WHAT THE EXERCISE ASKS: Return, word for word, the line that contains "Locate every instance of the black" and every line after it through the end of the records.

DATA FOR THE TASK:

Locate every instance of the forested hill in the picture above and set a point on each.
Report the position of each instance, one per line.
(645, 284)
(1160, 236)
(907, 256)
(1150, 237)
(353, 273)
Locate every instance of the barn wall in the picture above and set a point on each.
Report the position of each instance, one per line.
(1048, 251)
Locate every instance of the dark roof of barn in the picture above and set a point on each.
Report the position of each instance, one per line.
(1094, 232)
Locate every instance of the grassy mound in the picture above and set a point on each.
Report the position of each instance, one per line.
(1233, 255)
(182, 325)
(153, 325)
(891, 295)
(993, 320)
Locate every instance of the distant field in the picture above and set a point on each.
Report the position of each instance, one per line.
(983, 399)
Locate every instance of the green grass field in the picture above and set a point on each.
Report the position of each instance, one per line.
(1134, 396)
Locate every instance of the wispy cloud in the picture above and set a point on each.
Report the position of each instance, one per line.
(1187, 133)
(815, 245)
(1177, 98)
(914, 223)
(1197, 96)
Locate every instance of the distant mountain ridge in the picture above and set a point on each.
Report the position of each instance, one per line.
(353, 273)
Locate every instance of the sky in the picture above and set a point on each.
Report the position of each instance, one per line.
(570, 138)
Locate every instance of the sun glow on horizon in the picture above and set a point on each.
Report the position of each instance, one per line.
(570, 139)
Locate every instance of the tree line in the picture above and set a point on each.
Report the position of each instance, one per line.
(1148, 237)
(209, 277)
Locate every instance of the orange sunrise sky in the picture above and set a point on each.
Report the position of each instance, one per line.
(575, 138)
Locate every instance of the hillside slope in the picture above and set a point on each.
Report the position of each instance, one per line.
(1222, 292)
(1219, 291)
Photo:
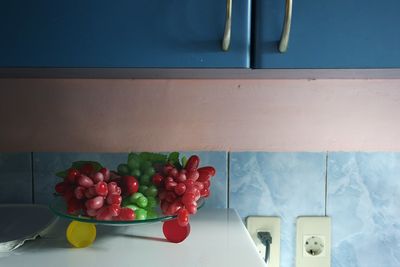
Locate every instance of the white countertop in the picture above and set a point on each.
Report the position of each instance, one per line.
(218, 238)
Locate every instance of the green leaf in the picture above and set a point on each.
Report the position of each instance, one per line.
(133, 156)
(153, 157)
(184, 161)
(62, 174)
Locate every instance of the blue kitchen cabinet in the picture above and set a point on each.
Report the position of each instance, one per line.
(328, 34)
(123, 34)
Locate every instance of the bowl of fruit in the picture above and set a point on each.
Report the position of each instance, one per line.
(149, 187)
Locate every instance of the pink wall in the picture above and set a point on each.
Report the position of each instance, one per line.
(162, 115)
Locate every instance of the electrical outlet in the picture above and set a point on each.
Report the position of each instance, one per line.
(272, 225)
(313, 242)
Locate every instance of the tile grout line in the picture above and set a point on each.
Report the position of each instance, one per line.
(326, 182)
(33, 180)
(228, 167)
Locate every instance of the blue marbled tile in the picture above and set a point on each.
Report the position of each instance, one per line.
(364, 202)
(15, 178)
(47, 164)
(219, 183)
(287, 185)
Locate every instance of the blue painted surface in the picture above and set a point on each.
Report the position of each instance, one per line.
(127, 33)
(364, 202)
(15, 178)
(47, 164)
(329, 34)
(287, 185)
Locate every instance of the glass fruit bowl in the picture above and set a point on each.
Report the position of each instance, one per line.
(59, 207)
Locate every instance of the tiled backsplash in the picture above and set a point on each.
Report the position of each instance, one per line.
(360, 191)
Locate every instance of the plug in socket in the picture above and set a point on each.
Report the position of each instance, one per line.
(272, 225)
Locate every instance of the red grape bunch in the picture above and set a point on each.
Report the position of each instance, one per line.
(93, 192)
(180, 189)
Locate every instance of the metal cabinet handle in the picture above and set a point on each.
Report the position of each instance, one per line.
(283, 44)
(228, 24)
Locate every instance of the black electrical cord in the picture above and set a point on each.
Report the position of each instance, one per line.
(266, 240)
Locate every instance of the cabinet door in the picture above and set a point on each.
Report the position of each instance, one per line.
(329, 34)
(123, 33)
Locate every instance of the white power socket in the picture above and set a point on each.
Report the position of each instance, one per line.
(313, 242)
(272, 225)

TASK SOLUTION:
Locate every instance of the black electrical cord in the picture above and set a point on each.
Report the position of each instance, one per line.
(266, 240)
Locate every instance of the cabinet door in the picture above and set a point on each.
Report the position of each instance, one per line.
(329, 34)
(123, 33)
Locate every instance of the white power socket in the picture above and set a point on each.
Report the position of each instance, one per line.
(313, 242)
(272, 225)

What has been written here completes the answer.